Document excerpt:
The 2011 NCAA Division I Men's Basketball Championship Game was the title game of the 2011 NCAA Division I men's basketball tournament and it determined the national champion for the 2010-11 NCAA Division I men's basketball season. The 2011 National Title Game was played on April 4, 2011 at Reliant Stadium in Houston, Texas, and featured the 2011 West Regional Champions, #3-seeded Connecticut, and the 2011 Southeast Regional Champions, #8 seeded Butler.

For the 1st time since the 1989 National Championship Game, neither a #1 nor a #2 seed participated in the National Championship Game.

Participants

Butler

The Butler Bulldogs had made it back to the National Championship for the second year in a row after losing their best player and eventual NBA star Gordon Hayward of the Charlotte Hornets. They were able to come back into the post season trying to play the team that they were the previous year. They were seeded as the #8 spot when in fact they had played and won some critical games. The Butler basketball team pulled off multiple upsets. Matt Howard made the game winning free throw against The University of Pittsburgh. Their first game they won by two points, then the close call with Pittsburgh, followed up by a game which led to overtime against Florida in which Butler was able to come out victorious.

Connecticut

Connecticut was a perennial powerhouse but after having a mediocre season, according to Greg Anthony, and finishing 9th in the Big East play, they were not expected to do much in the tournament. Aside from their poor regular season play, Connecticut was able to walk through their first three games without much struggle and was able to get wins over teams that were expected to do well in the tournament. Behind the phenomenal play of Kemba Walker, who is now a star for the New York Knicks in the NBA and who was able to put up a solid stat line, the team continued to advance. After those three games, they started playing teams that had potential to win the championship.

Starting lineups

 (number corresponds to draft round)

† = 2011 All-American

Game summary

Summary 
For the first time since 1989 there was not a #1 or #2 seed team in the championship game. Butler is only the second #8 seed to make it the championship game when Villanova took down top seeded Georgetown 66-64. The 2011 National Championship game was between Butler, a mid-major university team that was a surprise finalist in the 2010 tournament, and The University of Connecticut, a basketball powerhouse which had previously won the tournament twice under coach Jim Calhoun but had an average regular season finishing 9th in the Big East Conference before winning The Big East Tournament with five wins in five consecutive days (never before accomplished in NCAA history). The championship game was won by Connecticut 53–41. It was a very defensive contest, with Butler having the fewest points in a championship game since 1949. Butler led at halftime 22–19, but suffered in the second half from poor shooting, making only 6 out of 37 shots in the second half. Butler's 18.8 percent shooting for the entire game was the lowest ever in the NCAA final. Connecticut contributed to Butler's poor shooting by blocking 10 shots, also a championship game record. Butler was led in scoring by junior guard Shelvin Mack with 13 points, while UConn freshman Jeremy Lamb scored 12 points in the 2nd half. The win by Connecticut completed a season-ending 11-game win streak that began with the Big East Tournament. The game was widely viewed as a poor quality final.    In reference to the game's first half of play, CBS analyst Greg Anthony said, "This is the worst half of basketball I've ever seen in a national championship game.”

Problems:
- a) Where was the game played, according to the 2011 championship game article?
- b) Can you turn the paragraph of the 2011 championship game article that begins "Connecticut was a perennial powerhouse" into a short bulleted list of its main facts?
The listing comes from a separate source, not from the 2011 championship game article.

Dataset excerpt:
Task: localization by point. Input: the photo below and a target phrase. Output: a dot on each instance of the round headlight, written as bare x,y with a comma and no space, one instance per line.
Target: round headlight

Solutions for each task:
- a) Reliant Stadium in Houston, Texas.

- b)
- Connecticut was a perennial powerhouse but had a mediocre season, according to Greg Anthony.
- It finished 9th in Big East play and was not expected to do much in the tournament.
- It won its first three tournament games without much struggle, beating teams expected to do well.
- Kemba Walker, now a New York Knicks star, played phenomenally and helped the team advance.
- After those three games, Connecticut began facing teams with potential to win the championship.